— Task goal —
Where a line of the records contains the word "seat", show that line.

— The records —
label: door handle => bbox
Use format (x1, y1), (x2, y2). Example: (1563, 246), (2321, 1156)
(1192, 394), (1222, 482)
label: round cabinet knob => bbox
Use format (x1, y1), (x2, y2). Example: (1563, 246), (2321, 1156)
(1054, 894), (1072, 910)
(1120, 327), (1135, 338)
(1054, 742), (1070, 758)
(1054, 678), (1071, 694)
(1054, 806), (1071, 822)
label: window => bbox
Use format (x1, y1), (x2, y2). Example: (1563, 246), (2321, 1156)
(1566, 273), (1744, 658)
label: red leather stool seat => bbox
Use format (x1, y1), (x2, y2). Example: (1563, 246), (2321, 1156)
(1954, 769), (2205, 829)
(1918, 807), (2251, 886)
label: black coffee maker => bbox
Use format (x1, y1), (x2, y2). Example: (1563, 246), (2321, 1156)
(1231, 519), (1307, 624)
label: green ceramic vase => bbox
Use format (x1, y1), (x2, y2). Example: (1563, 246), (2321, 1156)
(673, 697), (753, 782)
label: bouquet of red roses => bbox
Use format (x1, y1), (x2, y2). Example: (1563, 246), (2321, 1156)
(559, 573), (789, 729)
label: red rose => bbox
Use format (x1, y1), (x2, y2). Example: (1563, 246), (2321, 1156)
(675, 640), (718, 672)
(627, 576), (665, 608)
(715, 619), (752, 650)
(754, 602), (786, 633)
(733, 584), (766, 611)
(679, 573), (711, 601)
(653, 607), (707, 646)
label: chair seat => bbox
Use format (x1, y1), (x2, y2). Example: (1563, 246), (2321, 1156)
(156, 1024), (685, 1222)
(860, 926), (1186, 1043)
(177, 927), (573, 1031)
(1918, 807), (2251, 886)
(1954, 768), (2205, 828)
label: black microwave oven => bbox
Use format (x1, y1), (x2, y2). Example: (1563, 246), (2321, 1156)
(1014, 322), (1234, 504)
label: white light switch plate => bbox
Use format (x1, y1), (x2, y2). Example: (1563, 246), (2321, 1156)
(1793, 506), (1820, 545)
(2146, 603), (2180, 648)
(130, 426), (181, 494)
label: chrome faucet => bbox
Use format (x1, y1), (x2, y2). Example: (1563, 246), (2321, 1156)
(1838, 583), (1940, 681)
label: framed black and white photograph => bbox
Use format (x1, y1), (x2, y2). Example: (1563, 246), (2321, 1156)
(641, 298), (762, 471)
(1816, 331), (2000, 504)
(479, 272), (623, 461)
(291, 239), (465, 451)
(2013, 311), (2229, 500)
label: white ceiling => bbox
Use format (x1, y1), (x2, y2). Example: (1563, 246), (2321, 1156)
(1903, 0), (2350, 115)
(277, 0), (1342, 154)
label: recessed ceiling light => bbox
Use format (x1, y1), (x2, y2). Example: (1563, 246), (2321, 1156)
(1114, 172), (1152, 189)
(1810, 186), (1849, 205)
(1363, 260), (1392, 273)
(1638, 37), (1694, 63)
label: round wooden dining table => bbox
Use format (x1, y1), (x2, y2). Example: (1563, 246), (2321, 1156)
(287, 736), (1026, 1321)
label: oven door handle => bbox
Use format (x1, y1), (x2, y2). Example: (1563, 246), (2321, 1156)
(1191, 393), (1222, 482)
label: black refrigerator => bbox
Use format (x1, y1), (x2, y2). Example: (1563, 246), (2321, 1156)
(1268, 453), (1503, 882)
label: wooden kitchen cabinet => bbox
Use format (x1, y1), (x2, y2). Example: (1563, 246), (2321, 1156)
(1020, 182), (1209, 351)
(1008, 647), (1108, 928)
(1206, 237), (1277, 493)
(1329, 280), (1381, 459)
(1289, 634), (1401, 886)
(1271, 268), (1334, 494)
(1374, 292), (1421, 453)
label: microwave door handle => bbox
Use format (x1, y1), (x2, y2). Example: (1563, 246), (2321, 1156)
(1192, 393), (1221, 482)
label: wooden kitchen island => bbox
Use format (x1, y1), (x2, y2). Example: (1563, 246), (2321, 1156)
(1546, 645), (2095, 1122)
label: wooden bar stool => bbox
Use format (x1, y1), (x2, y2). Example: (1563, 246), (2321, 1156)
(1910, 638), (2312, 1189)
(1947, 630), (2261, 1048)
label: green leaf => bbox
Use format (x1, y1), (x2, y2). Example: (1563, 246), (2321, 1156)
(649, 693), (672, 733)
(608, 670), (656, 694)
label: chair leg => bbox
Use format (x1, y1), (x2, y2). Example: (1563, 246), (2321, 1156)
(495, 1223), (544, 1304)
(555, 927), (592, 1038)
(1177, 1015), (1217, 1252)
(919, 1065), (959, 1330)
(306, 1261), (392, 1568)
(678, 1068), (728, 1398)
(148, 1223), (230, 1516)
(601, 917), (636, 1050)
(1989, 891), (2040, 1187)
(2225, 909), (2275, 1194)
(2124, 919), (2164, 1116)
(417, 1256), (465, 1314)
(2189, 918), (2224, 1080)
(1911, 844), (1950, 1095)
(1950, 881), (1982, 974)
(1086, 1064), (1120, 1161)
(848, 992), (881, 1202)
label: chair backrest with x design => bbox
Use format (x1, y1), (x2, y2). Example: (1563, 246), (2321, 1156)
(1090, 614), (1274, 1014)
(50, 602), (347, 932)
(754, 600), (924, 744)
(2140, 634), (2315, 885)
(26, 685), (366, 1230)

— Task result —
label: red leather stool seat => bbox
label: chair seat => bbox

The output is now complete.